--- Texto proporcionado ---

Por Mauricio Castaño H
Historiador
Colombiakrítica


 En la vida está inscrita la muerte, es ley biológica la finitud: nacer, crecer, envejecer y luego morir. Por lo demás, la finitud de la vida permite su renovación, dejar espacio a otras múltiples existencias. Y más allá de que todo tiene que ser nada, la vida y la muerte se anudan en la metamorfosis, la palabra misma nos sugiere un más allá de las formas, un cuerpo se descompone en otros devenires múltiples existenciales. También la palabra hombre viene de humus que quiere decir tierra, los cuerpos enterrados y en su descomposición se convertirán en humus, del polvo vienes y en polvo te convertirás, así reza la mística religiosa.

---

_Ejercicio planteado A_
Transcriba fielmente el pasaje del texto sobre la vida y la muerte que comienza en las palabras "En la vida está" y concluye tras "la mística religiosa.".

--- Datos por procesar ---

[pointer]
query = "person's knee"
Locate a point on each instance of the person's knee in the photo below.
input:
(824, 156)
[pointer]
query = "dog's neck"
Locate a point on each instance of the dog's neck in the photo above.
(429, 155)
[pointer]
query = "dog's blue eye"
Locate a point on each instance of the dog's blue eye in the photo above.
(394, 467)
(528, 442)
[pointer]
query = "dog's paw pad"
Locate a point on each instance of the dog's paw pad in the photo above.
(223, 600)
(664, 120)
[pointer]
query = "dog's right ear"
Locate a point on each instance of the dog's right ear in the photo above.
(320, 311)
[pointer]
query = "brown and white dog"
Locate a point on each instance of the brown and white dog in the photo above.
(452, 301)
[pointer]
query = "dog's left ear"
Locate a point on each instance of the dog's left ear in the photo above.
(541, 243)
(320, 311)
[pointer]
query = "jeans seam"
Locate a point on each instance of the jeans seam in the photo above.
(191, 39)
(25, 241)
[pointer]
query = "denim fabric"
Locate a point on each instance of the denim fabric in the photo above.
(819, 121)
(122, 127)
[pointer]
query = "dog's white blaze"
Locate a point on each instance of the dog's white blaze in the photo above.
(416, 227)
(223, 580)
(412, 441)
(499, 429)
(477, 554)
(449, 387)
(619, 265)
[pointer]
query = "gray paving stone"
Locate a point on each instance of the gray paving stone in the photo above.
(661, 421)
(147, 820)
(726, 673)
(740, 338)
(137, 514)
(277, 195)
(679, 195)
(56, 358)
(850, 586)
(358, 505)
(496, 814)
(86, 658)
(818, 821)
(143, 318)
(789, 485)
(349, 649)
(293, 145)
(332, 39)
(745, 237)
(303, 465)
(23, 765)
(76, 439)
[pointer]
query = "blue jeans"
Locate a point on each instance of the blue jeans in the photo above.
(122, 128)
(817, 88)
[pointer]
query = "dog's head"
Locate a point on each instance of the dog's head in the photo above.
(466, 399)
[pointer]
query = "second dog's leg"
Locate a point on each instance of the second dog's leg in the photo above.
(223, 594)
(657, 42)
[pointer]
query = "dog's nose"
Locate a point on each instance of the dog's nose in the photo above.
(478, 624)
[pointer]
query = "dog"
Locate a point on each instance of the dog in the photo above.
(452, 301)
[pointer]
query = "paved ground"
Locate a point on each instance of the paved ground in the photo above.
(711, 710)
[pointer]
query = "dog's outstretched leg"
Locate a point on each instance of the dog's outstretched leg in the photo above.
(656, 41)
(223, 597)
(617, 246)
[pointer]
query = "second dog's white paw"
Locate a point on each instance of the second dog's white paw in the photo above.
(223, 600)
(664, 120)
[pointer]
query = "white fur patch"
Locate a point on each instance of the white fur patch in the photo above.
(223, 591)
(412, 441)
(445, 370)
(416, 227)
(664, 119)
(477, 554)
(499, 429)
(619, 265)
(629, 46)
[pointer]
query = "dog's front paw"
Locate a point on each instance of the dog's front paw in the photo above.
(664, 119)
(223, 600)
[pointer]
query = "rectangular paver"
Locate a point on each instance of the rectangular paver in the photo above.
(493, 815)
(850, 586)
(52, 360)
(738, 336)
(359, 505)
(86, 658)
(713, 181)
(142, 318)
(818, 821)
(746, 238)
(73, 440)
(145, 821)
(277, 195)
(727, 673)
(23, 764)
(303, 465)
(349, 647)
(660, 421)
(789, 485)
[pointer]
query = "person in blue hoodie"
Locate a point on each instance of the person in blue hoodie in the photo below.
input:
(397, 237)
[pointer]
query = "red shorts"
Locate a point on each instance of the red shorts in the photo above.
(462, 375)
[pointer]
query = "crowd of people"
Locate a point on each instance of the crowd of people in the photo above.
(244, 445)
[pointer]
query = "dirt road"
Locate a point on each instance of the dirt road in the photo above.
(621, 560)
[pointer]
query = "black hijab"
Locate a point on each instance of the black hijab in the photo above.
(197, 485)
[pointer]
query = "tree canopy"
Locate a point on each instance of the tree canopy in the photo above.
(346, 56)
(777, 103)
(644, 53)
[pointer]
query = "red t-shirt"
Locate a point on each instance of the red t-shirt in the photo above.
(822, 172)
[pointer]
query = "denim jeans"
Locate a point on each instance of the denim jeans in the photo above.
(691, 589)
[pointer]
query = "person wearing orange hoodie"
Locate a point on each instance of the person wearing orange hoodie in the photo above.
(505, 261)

---

_Ejercicio planteado B_
Determine cuántas líneas de las filas contienen la cadena "dirt" y responda solo con esa cifra.

_Respuesta correcta A_
En la vida está inscrita la muerte, es ley biológica la finitud: nacer, crecer, envejecer y luego morir. Por lo demás, la finitud de la vida permite su renovación, dejar espacio a otras múltiples existencias. Y más allá de que todo tiene que ser nada, la vida y la muerte se anudan en la metamorfosis, la palabra misma nos sugiere un más allá de las formas, un cuerpo se descompone en otros devenires múltiples existenciales. También la palabra hombre viene de humus que quiere decir tierra, los cuerpos enterrados y en su descomposición se convertirán en humus, del polvo vienes y en polvo te convertirás, así reza la mística religiosa.

_Respuesta correcta B_
2